Some records:
[START]
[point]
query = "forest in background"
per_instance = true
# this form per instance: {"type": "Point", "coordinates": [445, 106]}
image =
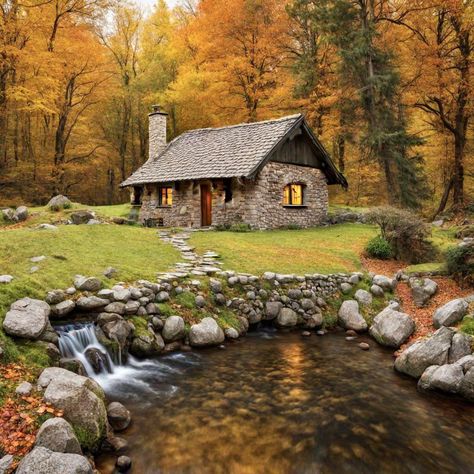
[END]
Copy the lines above word for word, leaving the pictures out.

> **IN RESPONSE**
[point]
query = "forest in background"
per_instance = true
# this form per instance: {"type": "Point", "coordinates": [445, 106]}
image =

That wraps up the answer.